----- DATA LINES
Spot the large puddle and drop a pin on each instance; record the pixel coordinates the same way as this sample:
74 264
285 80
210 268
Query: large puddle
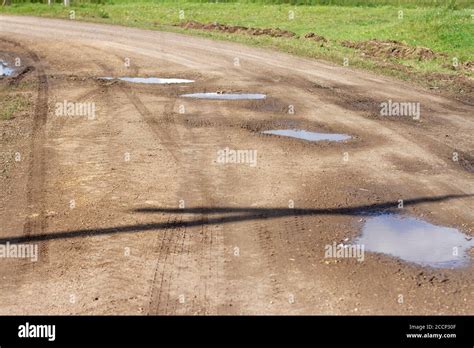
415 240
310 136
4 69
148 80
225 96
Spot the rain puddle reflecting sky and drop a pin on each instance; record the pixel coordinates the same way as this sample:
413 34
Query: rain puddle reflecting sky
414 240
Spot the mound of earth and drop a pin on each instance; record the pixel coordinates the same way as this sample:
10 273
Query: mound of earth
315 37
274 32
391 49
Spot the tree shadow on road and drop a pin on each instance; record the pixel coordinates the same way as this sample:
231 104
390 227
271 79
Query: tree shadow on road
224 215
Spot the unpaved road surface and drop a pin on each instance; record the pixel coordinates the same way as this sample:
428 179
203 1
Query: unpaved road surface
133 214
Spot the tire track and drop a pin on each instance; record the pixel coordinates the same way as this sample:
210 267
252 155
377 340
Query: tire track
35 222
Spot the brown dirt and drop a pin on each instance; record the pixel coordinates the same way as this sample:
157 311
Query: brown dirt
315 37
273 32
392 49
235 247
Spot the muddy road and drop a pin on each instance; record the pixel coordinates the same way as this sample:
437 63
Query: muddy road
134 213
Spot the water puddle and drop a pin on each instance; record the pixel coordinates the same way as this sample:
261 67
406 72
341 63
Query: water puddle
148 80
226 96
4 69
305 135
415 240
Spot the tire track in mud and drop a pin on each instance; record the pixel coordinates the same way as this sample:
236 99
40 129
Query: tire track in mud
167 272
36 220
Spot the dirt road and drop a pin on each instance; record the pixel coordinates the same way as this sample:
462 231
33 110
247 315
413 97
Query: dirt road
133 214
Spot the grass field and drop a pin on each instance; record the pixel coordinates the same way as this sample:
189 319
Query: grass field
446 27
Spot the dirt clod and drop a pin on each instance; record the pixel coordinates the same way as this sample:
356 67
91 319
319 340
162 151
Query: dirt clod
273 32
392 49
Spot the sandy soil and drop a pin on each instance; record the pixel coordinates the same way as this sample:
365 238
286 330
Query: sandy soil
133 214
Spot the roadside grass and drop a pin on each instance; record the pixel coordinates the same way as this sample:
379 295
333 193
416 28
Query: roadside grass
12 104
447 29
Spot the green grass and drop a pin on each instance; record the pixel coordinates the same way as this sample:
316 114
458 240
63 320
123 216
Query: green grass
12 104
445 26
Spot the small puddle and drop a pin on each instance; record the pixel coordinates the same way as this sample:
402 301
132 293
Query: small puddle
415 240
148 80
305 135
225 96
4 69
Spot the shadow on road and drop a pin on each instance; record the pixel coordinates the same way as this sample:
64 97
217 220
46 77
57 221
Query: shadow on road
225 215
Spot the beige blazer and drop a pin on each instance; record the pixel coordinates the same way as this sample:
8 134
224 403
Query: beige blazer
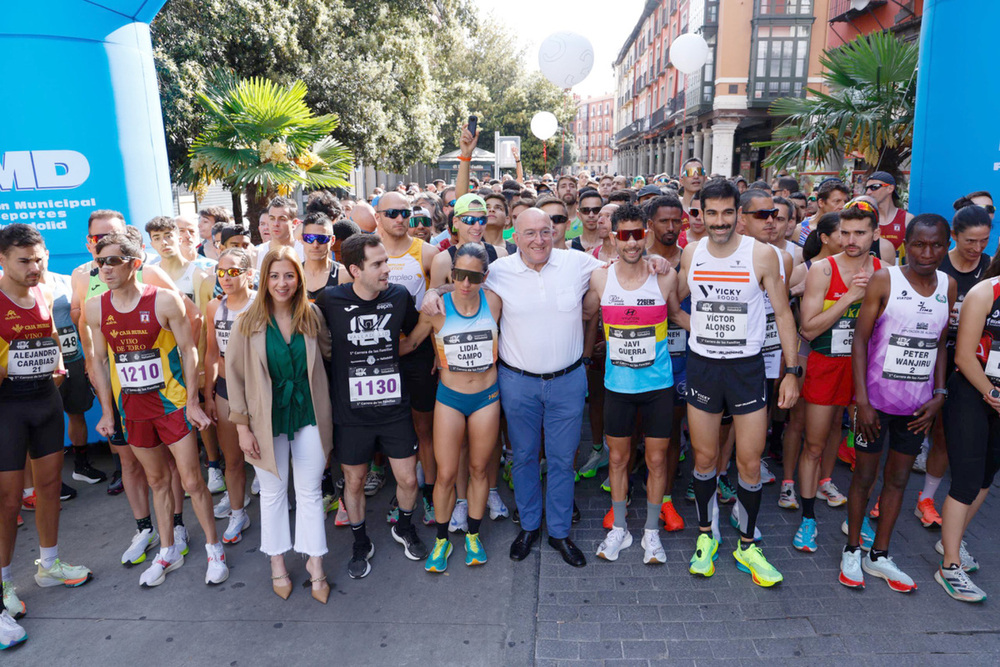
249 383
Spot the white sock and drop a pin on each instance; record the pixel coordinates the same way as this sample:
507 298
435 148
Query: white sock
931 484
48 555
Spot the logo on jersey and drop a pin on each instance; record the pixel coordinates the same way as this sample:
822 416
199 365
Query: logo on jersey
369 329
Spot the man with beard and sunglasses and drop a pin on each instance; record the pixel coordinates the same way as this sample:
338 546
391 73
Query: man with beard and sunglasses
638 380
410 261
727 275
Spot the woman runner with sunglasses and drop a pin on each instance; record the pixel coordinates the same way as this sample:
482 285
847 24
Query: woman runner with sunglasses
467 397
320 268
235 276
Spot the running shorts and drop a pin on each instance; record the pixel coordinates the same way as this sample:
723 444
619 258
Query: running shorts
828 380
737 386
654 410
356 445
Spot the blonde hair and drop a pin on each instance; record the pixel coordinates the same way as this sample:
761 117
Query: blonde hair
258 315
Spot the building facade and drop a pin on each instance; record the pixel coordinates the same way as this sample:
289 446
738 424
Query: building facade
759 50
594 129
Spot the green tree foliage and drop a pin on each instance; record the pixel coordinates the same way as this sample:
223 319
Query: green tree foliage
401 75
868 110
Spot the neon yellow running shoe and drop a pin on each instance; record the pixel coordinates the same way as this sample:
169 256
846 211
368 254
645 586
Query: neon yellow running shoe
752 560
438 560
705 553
----------
Rewrite the lines from the one containing "Spot the blonde" through the last line above, inclusive, replacing "drop a pin" with "place a marker" and leaving everything else unchanged. Return only those lines.

* **EXPECTED ANSWER**:
Spot the blonde hair and place a marker on each instance; record the pixel coordinates the same way as this sample:
761 117
Query: blonde hair
258 315
Spot the building facade and place a marker on each instance; record the pixel coordinates the same way as this sample:
289 446
738 424
Query: building facade
759 50
594 129
Spot the green tree foliage and place a marker on each instance; record the pixel coordinates the same way as this sample:
223 319
Query: green tree foliage
401 75
868 110
Spot the neon yellow running shoe and place a marker on each instance; record the pixel coordinates the same way as this sample:
169 256
846 211
368 254
645 586
Query: neon yellow running shoe
752 560
438 560
705 553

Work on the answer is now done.